• **Exercise requirements**
• a. Set down the stretch of the search-engine FAQ excerpt from "Question 403 described" through "not be practical.", word for word.
• b. Pick up the search-engine FAQ excerpt after its last sentence and write what comes next.

• **Text block**

## start

A word of caution.  There appears to be a bug in the Mozilla family of browsers (mozilla, netscape 6x, netscape 7x, firefox) that prevents a relative link from being passed to a new window.  To demonstrate this, copy-and-paste the following into the address field of such a browser:

     javascript:'<a href="index.htm">Link Test</a>'

In the Internet Explorer browser, this displays the text "Link Test" as a link.  But in the mozilla browsers, the text appears but it is not a link.  The consequence of this is that if you have a relative link in one of your data fields, it will not appear as a link when the user opens the separate display showing all the details (see question 407 for a description of the separate detailed display).  The work-around is to avoid the use of relative links.  So instead of the link being "index.html", use "http://yourserver.com/index.html" instead.  In that case the link will do what it is supposed to do.
 

410. What do I do if my database is too large for me to perform the copy-and-paste operations required?

Question 403 described how to get your database in the desired format.  It involves copying-and-pasting your data into a window, pressing a button which sprinkles the appropriate soundex codes into your database, and then copying-and-pasting the results back into a file.  If the number of records in your database is large, this might not be practical.

If you have a server that is capable of executing PHP scripts (regardless of what language you have selected for your search engine), there is an alternate approach.  In that case you will put your database file on your server and fill in that server location in the field that says "Location of raw tab-delimited data".  Now when you press the Database button, you will be presented with a PHP script that can do the reformatting.   You simply copy-and-paste this script into a file (similar to the instructions in question 202).  Give that file a suffix of .php and upload it to your server in the same directory as the database.  Run that PHP script.  If you have not specified SQL for the search-engine language (see question 411), the reformatted database will be generated in that same directory and the name of that reformatted database will be displayed on your screen when you run the php script.  If you have specified SQL, no output file will be generated but instead the reformatted data will be entered in the SQL database.

## end

• **Excerpted data**
## start

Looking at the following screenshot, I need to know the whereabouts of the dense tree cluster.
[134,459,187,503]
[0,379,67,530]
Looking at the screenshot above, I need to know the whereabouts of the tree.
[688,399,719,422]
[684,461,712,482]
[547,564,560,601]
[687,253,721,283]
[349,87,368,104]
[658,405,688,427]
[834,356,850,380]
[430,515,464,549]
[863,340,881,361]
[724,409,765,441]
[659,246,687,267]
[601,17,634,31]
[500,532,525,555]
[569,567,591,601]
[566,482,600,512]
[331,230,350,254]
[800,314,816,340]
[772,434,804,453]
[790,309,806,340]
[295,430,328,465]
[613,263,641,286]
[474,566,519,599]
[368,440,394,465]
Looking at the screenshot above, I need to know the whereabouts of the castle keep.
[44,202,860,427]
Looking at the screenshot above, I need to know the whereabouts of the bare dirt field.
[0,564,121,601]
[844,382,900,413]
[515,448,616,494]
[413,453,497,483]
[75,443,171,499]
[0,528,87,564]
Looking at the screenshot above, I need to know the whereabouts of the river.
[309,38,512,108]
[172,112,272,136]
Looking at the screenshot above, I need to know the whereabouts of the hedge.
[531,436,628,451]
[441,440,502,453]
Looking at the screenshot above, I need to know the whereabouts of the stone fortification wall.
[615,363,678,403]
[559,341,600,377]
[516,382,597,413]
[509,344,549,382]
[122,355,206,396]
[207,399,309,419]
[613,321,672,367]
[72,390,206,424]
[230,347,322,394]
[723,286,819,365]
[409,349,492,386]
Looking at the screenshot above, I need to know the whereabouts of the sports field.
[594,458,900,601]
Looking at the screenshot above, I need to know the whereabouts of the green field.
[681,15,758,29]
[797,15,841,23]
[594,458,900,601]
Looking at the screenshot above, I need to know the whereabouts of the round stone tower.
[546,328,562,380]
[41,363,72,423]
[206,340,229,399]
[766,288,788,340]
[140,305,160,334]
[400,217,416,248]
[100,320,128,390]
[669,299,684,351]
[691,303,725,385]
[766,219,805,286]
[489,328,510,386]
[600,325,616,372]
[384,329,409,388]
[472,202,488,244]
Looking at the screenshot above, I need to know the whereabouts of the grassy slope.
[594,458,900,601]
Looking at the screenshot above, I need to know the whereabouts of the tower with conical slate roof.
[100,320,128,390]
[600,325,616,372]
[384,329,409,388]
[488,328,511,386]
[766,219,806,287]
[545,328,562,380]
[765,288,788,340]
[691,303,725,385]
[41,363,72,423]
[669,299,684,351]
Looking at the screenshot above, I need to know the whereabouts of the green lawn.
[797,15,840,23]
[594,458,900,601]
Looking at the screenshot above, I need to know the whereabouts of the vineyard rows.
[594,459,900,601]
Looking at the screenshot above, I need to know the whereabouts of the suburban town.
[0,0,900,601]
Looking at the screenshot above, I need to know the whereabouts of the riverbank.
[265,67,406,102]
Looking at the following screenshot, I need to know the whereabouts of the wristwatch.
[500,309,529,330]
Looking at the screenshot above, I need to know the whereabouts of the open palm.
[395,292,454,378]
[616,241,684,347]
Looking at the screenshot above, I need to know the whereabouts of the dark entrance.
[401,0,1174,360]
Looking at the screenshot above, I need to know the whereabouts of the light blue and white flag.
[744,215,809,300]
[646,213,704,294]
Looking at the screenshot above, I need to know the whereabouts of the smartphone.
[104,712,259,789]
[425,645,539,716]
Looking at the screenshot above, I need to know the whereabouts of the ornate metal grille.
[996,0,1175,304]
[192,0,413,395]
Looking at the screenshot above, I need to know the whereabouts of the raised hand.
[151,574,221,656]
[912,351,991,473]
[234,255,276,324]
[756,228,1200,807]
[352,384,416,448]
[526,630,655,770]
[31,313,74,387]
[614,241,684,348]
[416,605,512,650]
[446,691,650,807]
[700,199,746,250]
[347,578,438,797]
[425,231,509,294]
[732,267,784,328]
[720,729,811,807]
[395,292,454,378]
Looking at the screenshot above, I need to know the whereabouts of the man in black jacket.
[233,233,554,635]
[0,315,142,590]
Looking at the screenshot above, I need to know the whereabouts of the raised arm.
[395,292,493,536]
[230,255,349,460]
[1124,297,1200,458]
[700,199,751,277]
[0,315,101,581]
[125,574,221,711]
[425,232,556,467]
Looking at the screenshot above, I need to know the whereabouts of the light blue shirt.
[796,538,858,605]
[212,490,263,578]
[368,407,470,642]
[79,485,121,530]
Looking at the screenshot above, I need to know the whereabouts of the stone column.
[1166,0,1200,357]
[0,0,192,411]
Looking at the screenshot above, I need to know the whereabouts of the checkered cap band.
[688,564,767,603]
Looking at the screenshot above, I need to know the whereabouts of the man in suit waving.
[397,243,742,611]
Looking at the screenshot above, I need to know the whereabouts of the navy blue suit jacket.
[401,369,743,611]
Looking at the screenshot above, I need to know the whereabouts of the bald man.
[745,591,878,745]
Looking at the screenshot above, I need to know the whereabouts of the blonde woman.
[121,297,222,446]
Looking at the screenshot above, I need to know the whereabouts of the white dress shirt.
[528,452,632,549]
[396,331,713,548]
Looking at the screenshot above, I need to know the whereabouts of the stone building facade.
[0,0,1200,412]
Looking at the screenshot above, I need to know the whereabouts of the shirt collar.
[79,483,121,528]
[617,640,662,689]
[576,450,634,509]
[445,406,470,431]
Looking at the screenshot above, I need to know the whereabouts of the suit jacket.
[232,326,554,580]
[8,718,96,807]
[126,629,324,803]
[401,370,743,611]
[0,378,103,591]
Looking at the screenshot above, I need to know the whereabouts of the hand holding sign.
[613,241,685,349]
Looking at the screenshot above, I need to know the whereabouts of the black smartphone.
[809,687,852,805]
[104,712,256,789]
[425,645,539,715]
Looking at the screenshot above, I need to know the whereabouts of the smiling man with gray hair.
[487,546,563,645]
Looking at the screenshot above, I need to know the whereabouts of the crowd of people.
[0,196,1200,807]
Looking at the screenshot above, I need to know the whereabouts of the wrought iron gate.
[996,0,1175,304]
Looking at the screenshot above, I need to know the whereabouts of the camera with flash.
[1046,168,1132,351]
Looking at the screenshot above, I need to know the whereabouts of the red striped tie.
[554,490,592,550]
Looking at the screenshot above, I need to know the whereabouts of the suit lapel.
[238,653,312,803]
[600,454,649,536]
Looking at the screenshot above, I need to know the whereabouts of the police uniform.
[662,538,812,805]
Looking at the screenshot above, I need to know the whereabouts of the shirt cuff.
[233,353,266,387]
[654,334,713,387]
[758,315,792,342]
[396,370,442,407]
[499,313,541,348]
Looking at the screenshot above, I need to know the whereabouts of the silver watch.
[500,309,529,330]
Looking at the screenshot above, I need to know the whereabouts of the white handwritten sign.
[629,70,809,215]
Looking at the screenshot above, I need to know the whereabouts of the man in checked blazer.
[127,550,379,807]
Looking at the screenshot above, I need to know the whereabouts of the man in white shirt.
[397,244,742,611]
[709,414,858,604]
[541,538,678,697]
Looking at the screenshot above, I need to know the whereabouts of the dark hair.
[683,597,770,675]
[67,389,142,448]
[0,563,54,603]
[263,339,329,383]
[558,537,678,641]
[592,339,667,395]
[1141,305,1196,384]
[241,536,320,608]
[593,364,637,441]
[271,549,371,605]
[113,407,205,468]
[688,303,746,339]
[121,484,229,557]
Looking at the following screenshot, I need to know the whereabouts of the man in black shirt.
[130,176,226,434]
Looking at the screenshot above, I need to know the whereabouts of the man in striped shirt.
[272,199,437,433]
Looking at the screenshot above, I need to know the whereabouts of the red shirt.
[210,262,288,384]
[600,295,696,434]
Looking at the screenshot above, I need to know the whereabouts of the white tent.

## end

• **Results for the exercise**
• a.
Question 403 described how to get your database in the desired format.  It involves copying-and-pasting your data into a window, pressing a button which sprinkles the appropriate soundex codes into your database, and then copying-and-pasting the results back into a file.  If the number of records in your database is large, this might not be practical.

• b.
Caution: do not use the same name for your raw database file as will be used for your final database file.  If your database name is X, your final database will be in X.txt (assuming you are using a PHP or PERL search engine).  So do not place your raw file in X.txt -- instead use some name like Xraw.txt.

To reiterate, this method of reformatting a large database has nothing to do with the language that you have selected for your search engine.  You can generate a search engine in PERL or in javascript, and still use the PHP script generated here to reformat your data.

If you are using phonetic matching (see question 207 for a description of phonetic matching) on any of your fields, the method described in question 403 cannot be used and you must use the alternate approach described here.  Furthermore, the phonetic tables must be in the same directory as the database.
 

411. What is the SQL choice under "search engine language" all about?

Regardless of the language you select for your search engine (javascript, PERL, or PHP), the search will be performed sequentially using what is called a flat file.  That is, each record of the database is examined, one at a time, in order to determine if it matches the search parameters that the user specified.  That means that if you double the number of records in your database, you will double the amount of time required to perform the search.  Eventually you will reach a point where the time required to  perform the search is unacceptable to the users.  (See question 412 for how many records can be searched in a reasonable amount of time.)

For very large databases, such a sequential search is unacceptable.  An alternative is to use a relational database such as mySQL.  You do that by selecting SQL as the search-engine language.  The search engine will be written in PHP (same as if you chose PHP as the language) but in this case the search engine will make calls into an SQL database rather than doing the search sequentially.  Of course you can do this only if your server supports SQL databases as well as PHP scripts.

The steps for using SQL are as follows:

Fill in the information on the form pertaining to SQL databases.  Specifically
username: This is the username that you have created for accessing your SQL database.  Details for creating the username depend on your hosting provider.

password: This is the password that you have created for accessing your SQL database.  Details for creating the password depend on your hosting provider.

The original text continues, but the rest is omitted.